DOCUMENT PASSAGE
Structure independence makes it possible to isolate structure and structure relation processing from entity data and entity relation processing. (Because it is structure independent, this also holds true for the JT representation, but not PKFK.) This separation of structure from data (that is, from non-key attribute data) may seem to provide nothing more than a curious way to evaluate multirelation Select queries, but it actually provides a completely new way to look at a relational database as the combination of two logically disjoint components, data plus structure. The data component consists of entity relations with no foreign key attributes, the structure component consists of structure relations with no attribute data. As the example illustrates, the structure can be resolved completely without access to any entity relation. The "structure" (in this case, #temp, the tableau of foreign keys) can then be instantiated with primary key access to the entity relations and no additional access to any structure relations. With both logical components residing in the same physical database, referential integrity can guarantee the validity of foreign key references. Without referential integrity -- i.e., between a foreign key attribute in a structure relation and the primary key of an entity relation -- structure-to-structure relation joins could include structure tuples joined via an invalid foreign key. This error would be detected during instantiation of the intermediate structure.

The scenario of both the logical data- and structure components residing in the same physical database corresponds to "Using Aggregate-Link exclusively in OLTP databases" (above). Without this co-location, referential integrity and therefore OLTP databases are not possible. However, for OLAP databases and analytic applications in general, the absence of referential integrity is not critical. Consider the following:

  • Resolution of structure requires structure-to-structure relation joins. All structure relations must therefore reside in the same database and be managed as an independent, structure-only OLTP database.
  • Instantiation requires no entity-to-entity relation joins. Entity relations are therefore not required to reside in the same database as one another.
  • Instantiation only requires "read" access to entity relations by primary key. With a network database access protocol like ODBC, entity relations can reside in any database on any compliant network server.
  • Foreign keys in entity relations in remote databases are ignored. Entity relations can therefore be part of remote OLTP databases.
In effect, we can construct a virtual OLAP database that spans multiple OLTP databases. All structure relations resides on a single server, entity relations reside anywhere. Entity updates are prohibited, structure updates are allowed. (If you allow entity updates, these are carried out remotely with no overarching transaction mechanism.)

We refer to this construction of a centralized structure database and decentralized entity databases as integration by structure. It does not provide true database federation because it does not support distributed transactions: Referential integrity between foreign keys in structure relations and primary keys in entity relations isn't even considered. Integration by structure is a simple view mechanism in which one centralized, OLTP relational "structure database" references relational entities in other OLTP databases. Updates to these other OLTP databases may cause foreign keys in the structure database to become stale, but this is characteristic of materialized views in general. The structure database we've described provides materialized views of structure absent any attribute data.

MATERIAL

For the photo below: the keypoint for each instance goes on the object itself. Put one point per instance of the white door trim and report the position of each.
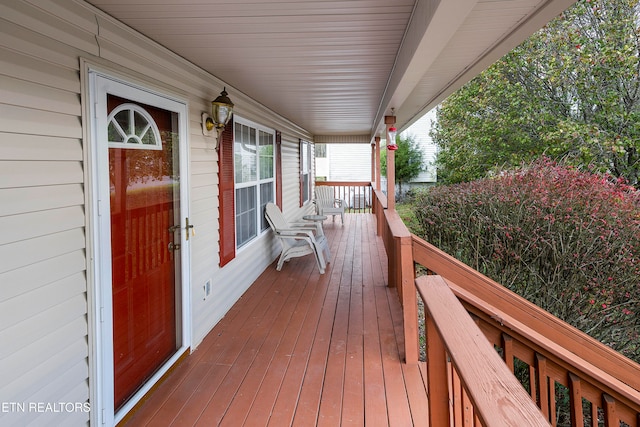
(99, 235)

PROBLEM TO WORK ON
Answer these questions from the passage on integration by structure:
1. What does the structure component consist of?
2. Which network database access protocol is named as letting entity relations reside in any database on a compliant server?
3. What missing support keeps integration by structure from providing true database federation?

WORKED SOLUTION
1. Structure relations with no attribute data.
2. ODBC.
3. Distributed transactions.